• Exercise: Without changing a word, copy every line of the listing below and leave out the images.

• Input data:
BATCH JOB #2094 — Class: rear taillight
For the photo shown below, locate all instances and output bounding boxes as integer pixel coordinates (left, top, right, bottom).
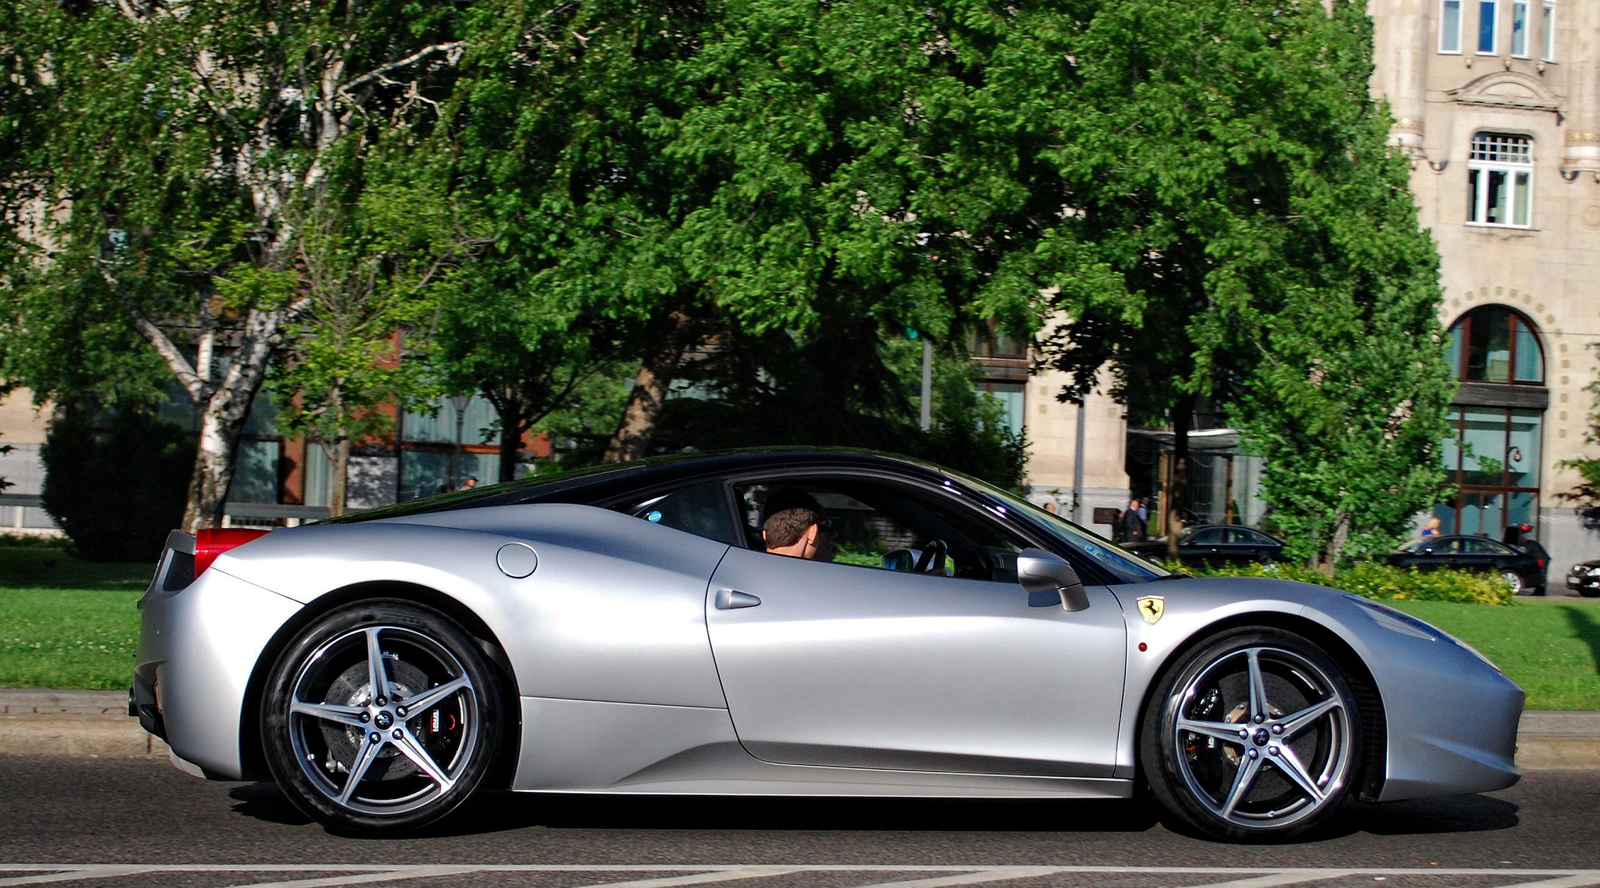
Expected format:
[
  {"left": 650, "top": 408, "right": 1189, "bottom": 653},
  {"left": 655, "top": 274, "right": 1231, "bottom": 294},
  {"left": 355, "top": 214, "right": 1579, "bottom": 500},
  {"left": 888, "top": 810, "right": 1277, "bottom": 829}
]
[
  {"left": 194, "top": 528, "right": 270, "bottom": 577},
  {"left": 1538, "top": 558, "right": 1547, "bottom": 568}
]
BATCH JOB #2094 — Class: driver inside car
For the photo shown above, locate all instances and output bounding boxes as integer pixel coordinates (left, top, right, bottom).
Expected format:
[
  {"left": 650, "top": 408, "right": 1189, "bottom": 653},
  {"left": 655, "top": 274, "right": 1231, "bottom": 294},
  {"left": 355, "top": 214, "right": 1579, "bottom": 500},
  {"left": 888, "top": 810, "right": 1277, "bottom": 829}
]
[{"left": 761, "top": 488, "right": 837, "bottom": 562}]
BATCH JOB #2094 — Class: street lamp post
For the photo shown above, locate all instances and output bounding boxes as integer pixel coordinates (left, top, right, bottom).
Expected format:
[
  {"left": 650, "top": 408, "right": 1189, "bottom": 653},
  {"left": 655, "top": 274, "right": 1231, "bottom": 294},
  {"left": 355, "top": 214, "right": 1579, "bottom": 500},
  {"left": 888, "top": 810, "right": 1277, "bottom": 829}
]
[{"left": 449, "top": 393, "right": 471, "bottom": 491}]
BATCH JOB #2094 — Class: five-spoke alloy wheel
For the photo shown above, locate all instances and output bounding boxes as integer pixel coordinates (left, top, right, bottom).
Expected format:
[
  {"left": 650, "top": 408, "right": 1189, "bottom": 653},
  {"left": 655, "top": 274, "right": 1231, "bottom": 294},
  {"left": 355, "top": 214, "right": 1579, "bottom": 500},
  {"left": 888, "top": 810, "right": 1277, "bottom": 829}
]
[
  {"left": 262, "top": 601, "right": 504, "bottom": 834},
  {"left": 1141, "top": 628, "right": 1360, "bottom": 841}
]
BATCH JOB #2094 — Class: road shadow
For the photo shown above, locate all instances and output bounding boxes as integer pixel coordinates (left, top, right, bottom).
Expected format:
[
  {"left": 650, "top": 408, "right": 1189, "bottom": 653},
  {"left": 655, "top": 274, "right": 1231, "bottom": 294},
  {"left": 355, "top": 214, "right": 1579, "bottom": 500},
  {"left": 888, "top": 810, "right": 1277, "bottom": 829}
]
[
  {"left": 224, "top": 780, "right": 1519, "bottom": 841},
  {"left": 1560, "top": 605, "right": 1600, "bottom": 678},
  {"left": 1319, "top": 793, "right": 1519, "bottom": 838},
  {"left": 228, "top": 782, "right": 313, "bottom": 826},
  {"left": 446, "top": 793, "right": 1163, "bottom": 837}
]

• Written reply:
BATCH JOB #2094 — Class: rear taillight
For the photo shown below, locate all instances and output bounding boxes as integer pixel coordinates (left, top, right, bottom).
Expected format:
[
  {"left": 650, "top": 408, "right": 1189, "bottom": 653},
  {"left": 655, "top": 274, "right": 1231, "bottom": 294},
  {"left": 355, "top": 214, "right": 1579, "bottom": 500},
  {"left": 888, "top": 810, "right": 1277, "bottom": 829}
]
[
  {"left": 194, "top": 528, "right": 270, "bottom": 577},
  {"left": 1538, "top": 558, "right": 1547, "bottom": 568}
]
BATCH JOB #2094 — Class: driver inside car
For the photo shown above, locate all instances and output bounding boxes as integer pixel coordinates (left, top, right, bottom).
Expected format:
[
  {"left": 650, "top": 408, "right": 1189, "bottom": 653},
  {"left": 655, "top": 274, "right": 1231, "bottom": 294},
  {"left": 355, "top": 214, "right": 1579, "bottom": 500},
  {"left": 888, "top": 810, "right": 1277, "bottom": 829}
]
[{"left": 761, "top": 488, "right": 837, "bottom": 562}]
BATCH JOB #2094 — Class: street lamp post
For the photo shown above, locate all instances and output bounding boxes as integer pixel coordinates (left, top, right, bottom).
Expected format:
[
  {"left": 650, "top": 408, "right": 1189, "bottom": 653},
  {"left": 655, "top": 274, "right": 1231, "bottom": 294},
  {"left": 355, "top": 214, "right": 1579, "bottom": 500},
  {"left": 888, "top": 810, "right": 1277, "bottom": 829}
]
[{"left": 449, "top": 393, "right": 471, "bottom": 491}]
BATCH JOB #2094 — Class: five-spoke alloy wheel
For the photo shown above, locate all instances and output bounding boxes as integer pixel coordinates (left, top, right, bottom).
Expected format:
[
  {"left": 650, "top": 408, "right": 1189, "bottom": 653},
  {"left": 655, "top": 274, "right": 1231, "bottom": 294},
  {"left": 355, "top": 214, "right": 1579, "bottom": 500},
  {"left": 888, "top": 810, "right": 1277, "bottom": 829}
]
[
  {"left": 262, "top": 601, "right": 504, "bottom": 834},
  {"left": 1141, "top": 628, "right": 1360, "bottom": 841}
]
BATCH JOB #2094 — Class: road shadow
For the photo shown above, locate all instances and output bounding boxes as integer pixel coordinates (left, top, right, bottom).
Expected format:
[
  {"left": 650, "top": 408, "right": 1189, "bottom": 653},
  {"left": 655, "top": 274, "right": 1231, "bottom": 294},
  {"left": 355, "top": 214, "right": 1579, "bottom": 500},
  {"left": 888, "top": 810, "right": 1277, "bottom": 829}
]
[
  {"left": 224, "top": 780, "right": 1519, "bottom": 841},
  {"left": 1560, "top": 605, "right": 1600, "bottom": 678},
  {"left": 1319, "top": 793, "right": 1519, "bottom": 838},
  {"left": 228, "top": 782, "right": 313, "bottom": 826},
  {"left": 446, "top": 793, "right": 1163, "bottom": 837}
]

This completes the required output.